- Questions to answer:
- 1) Reproduce the portion of the article on the Sollers College settlement starting at "The Federal Trade" and ending at "with prospective employers.".
- 2) In the article on the Sollers College settlement, how much student debt was the school ordered to cancel?

- Document text:

================================

October 19, 2023

FTC, New Jersey Charge For-Profit College With Deceptions, Order Student Debts Cancelled

The Federal Trade Commission and the state of New Jersey have reached parallel settlements with for-profit Sollers College, under which the school has been ordered to cancel $3.4 million in student debt for about 400 students. Sollers, which has a single campus in New Jersey plus courses online, also must pay a $1.2 million civil penalty imposed by New Jersey in a consent order that names as an additional party Sollers’ founder and president Siba Padhi.

The settlements resolve charges by the FTC and New jersey that Sollers, since at least 2018, has deceived students into enrolling with false claims regarding job placement and the school’s alleged relationships with prospective employers.

The action by the FTC and New Jersey also highlights a new category of abuses by for-profit schools: manipulating so-called “income share agreements” that require a student to pay the school back a percentage of future income in exchange for reduced tuition. The FTC said that Sollers failed to include in these agreements mandatory disclosures required by law, in particular a notice of rights under the Holder Rule, which maintains a consumer’s rights even if a loan or contract is sold to a third party. The settlement cancels all the income sharing agreements issued by Soller.

================================

- Information provided:

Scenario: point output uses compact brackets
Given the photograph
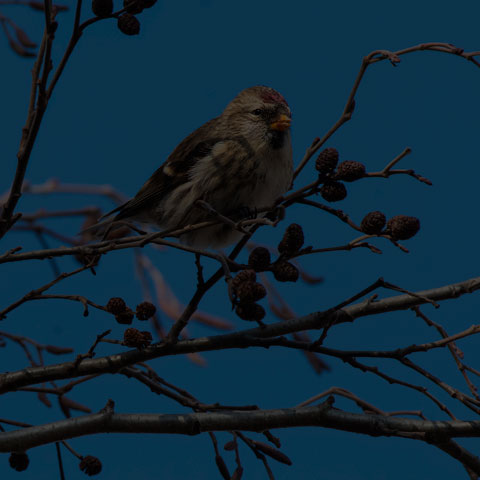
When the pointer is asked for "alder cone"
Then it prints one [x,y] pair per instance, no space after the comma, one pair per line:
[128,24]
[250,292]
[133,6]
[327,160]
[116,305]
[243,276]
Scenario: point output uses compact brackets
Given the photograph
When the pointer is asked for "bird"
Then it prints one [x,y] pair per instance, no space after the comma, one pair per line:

================================

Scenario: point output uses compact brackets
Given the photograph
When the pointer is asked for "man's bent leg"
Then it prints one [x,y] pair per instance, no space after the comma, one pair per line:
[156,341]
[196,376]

================================

- Task-by-task answers:
- 1)
The Federal Trade Commission and the state of New Jersey have reached parallel settlements with for-profit Sollers College, under which the school has been ordered to cancel $3.4 million in student debt for about 400 students. Sollers, which has a single campus in New Jersey plus courses online, also must pay a $1.2 million civil penalty imposed by New Jersey in a consent order that names as an additional party Sollers’ founder and president Siba Padhi.

The settlements resolve charges by the FTC and New jersey that Sollers, since at least 2018, has deceived students into enrolling with false claims regarding job placement and the school’s alleged relationships with prospective employers.

- 2) $3.4 million